• [TASK STATEMENT]
Your answer should be the full listing, copied word for word.

====== INFORMATION PROVIDED

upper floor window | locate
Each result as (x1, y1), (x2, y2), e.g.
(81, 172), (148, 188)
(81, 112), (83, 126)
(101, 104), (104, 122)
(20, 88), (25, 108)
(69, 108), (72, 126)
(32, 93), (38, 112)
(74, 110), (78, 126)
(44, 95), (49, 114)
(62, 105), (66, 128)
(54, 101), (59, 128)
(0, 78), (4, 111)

============

• [WRITTEN SOLUTION]
upper floor window | locate
Each result as (x1, y1), (x2, y2), e.g.
(81, 172), (148, 188)
(81, 112), (83, 126)
(101, 104), (104, 122)
(20, 88), (25, 108)
(69, 108), (72, 126)
(32, 93), (38, 112)
(74, 110), (78, 126)
(44, 95), (49, 114)
(62, 105), (66, 128)
(54, 101), (59, 128)
(0, 78), (4, 111)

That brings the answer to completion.